◆ Natural-language object grounding data ◆
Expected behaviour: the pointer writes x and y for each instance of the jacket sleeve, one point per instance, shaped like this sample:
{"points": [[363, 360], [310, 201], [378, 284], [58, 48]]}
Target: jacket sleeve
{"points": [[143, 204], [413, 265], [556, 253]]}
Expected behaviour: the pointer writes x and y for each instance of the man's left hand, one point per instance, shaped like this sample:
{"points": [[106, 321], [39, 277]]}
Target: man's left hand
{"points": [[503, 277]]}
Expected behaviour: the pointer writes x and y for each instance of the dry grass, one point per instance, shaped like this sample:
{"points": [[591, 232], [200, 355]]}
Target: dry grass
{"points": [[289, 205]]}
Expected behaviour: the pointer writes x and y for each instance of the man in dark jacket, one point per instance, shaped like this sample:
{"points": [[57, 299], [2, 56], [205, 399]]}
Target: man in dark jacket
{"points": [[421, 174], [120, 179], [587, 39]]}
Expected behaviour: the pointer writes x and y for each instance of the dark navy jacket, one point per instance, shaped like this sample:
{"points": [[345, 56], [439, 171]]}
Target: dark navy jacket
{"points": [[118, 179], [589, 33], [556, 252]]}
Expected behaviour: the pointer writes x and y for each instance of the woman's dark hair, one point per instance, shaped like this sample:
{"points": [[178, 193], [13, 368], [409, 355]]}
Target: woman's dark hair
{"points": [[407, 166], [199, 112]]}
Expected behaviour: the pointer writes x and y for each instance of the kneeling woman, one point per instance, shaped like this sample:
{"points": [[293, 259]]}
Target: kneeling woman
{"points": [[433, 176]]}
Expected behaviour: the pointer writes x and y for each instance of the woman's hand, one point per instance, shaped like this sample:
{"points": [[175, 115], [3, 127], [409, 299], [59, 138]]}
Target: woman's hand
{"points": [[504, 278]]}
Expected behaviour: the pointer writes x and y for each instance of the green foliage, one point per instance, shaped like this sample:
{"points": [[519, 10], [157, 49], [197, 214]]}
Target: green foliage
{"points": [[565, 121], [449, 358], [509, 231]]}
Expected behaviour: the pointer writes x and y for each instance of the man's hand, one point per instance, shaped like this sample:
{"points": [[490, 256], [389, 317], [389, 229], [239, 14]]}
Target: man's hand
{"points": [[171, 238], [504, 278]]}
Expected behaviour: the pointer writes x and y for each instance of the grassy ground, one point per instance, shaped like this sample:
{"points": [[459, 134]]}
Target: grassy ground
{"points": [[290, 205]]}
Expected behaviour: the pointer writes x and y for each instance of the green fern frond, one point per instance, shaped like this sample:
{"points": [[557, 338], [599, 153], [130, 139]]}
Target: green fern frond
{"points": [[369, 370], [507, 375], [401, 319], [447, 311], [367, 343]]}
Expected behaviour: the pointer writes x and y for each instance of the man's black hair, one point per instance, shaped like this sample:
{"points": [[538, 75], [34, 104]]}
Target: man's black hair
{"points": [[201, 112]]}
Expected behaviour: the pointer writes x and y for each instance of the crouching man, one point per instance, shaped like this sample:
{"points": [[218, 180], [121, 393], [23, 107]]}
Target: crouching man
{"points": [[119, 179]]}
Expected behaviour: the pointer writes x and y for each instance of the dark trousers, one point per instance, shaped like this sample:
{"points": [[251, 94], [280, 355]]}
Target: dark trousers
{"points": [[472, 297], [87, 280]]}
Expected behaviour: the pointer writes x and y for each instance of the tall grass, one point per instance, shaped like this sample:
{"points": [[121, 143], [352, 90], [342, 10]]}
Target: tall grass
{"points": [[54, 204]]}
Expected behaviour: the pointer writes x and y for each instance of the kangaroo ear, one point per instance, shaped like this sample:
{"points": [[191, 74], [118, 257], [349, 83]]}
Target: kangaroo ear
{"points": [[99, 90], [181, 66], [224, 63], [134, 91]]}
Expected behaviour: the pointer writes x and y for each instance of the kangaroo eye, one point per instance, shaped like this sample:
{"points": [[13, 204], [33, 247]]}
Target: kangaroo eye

◆ EXERCISE REQUIREMENTS ◆
Each record above, in full: retype it verbatim.

◆ COMPLETED TASK ◆
Expected behaviour: the pointer writes x and y for each instance of the jacket sleeve, one point per instance, shaped like this sample:
{"points": [[363, 360], [310, 201], [378, 284], [58, 48]]}
Target: jacket sleeve
{"points": [[143, 204], [413, 265], [556, 253]]}
Expected behaviour: the pointer writes x and y for each instance of the man's left hand, one point per instance, shaped like this sample:
{"points": [[106, 321], [39, 277]]}
Target: man's left hand
{"points": [[503, 277]]}
Expected behaviour: the pointer writes x and y for each instance of the dry grass, one point per instance, shaped like this sample:
{"points": [[591, 232], [200, 355]]}
Target: dry grass
{"points": [[289, 205]]}
Expected behaviour: the pointer writes x and y for each instance of the man in dark jacket, one point per instance, shaped like this sample:
{"points": [[57, 299], [2, 56], [205, 399]]}
Target: man in dark jacket
{"points": [[421, 174], [120, 179], [587, 39]]}
Expected behaviour: the pointer writes x and y for each instance of the dark navy jacket, one point per instance, shaped like this sample:
{"points": [[345, 56], [439, 171]]}
Target: dark navy jacket
{"points": [[118, 179], [589, 33], [556, 252]]}
Expected behaviour: the pointer writes x and y for each instance of the woman's dark hair, one point per instance, shaped like this sample:
{"points": [[178, 193], [13, 368], [409, 355]]}
Target: woman's dark hair
{"points": [[407, 166], [199, 112]]}
Expected behaviour: the pointer writes x and y for each instance of the kneeling woman, one point per instance, shaped like this sample:
{"points": [[293, 259]]}
Target: kneeling woman
{"points": [[433, 176]]}
Expected behaviour: the pointer writes x and y for each instance of the woman's hand, one point per instance, shaped like this sample:
{"points": [[175, 115], [3, 127], [409, 299], [59, 138]]}
Target: woman's hand
{"points": [[504, 278]]}
Expected behaviour: the pointer writes x and y for each instance of the green foliage, one point per instance, shaped like this sample:
{"points": [[519, 10], [157, 49], [197, 214]]}
Target: green foliage
{"points": [[565, 121], [449, 358], [509, 231]]}
Expected behaviour: the pointer writes x and y for each instance of the man's hand, one point per instance, shaped like this sample:
{"points": [[490, 256], [389, 317], [389, 229], [239, 14]]}
Target: man's hand
{"points": [[171, 238], [504, 278]]}
Expected behaviour: the pointer writes x and y for each instance of the grassy ground, one point per instance, shaped like this sample:
{"points": [[459, 134]]}
Target: grassy ground
{"points": [[290, 205]]}
Expected behaviour: the pointer writes x and y for each instance of the green fern frond, one point per instance, shaped like this sample:
{"points": [[557, 338], [599, 153], [130, 139]]}
Target: green fern frond
{"points": [[369, 370], [507, 375], [401, 319], [447, 311], [367, 343]]}
Expected behaviour: the pointer writes x and y for each instance of the man's black hair, one point per instance, shaped like this sample:
{"points": [[538, 75], [34, 104]]}
Target: man's black hair
{"points": [[201, 112]]}
Expected behaviour: the pointer writes x and y for each instance of the crouching man, one point per instance, shaped like this sample:
{"points": [[218, 180], [121, 393], [23, 107]]}
Target: crouching man
{"points": [[119, 179]]}
Expected behaviour: the pointer writes x and y for each instance of the dark trousers, one point per instance, shaped like this sample:
{"points": [[251, 94], [280, 355]]}
Target: dark trousers
{"points": [[472, 297], [87, 280]]}
Expected behaviour: the pointer writes x and y for each instance of the tall grass, one point per instance, shaped like this sample:
{"points": [[121, 143], [352, 90], [342, 10]]}
Target: tall grass
{"points": [[54, 204]]}
Expected behaviour: the pointer writes x and y for each instance of the kangaroo ear, one point per instance, shaped like this sample:
{"points": [[191, 74], [118, 257], [349, 83]]}
Target: kangaroo ear
{"points": [[99, 90], [181, 66], [224, 63], [134, 91]]}
Expected behaviour: the pointer writes x and y for each instance of the kangaroo eye, one point per instance, shaped like this sample:
{"points": [[13, 204], [33, 247]]}
Target: kangaroo eye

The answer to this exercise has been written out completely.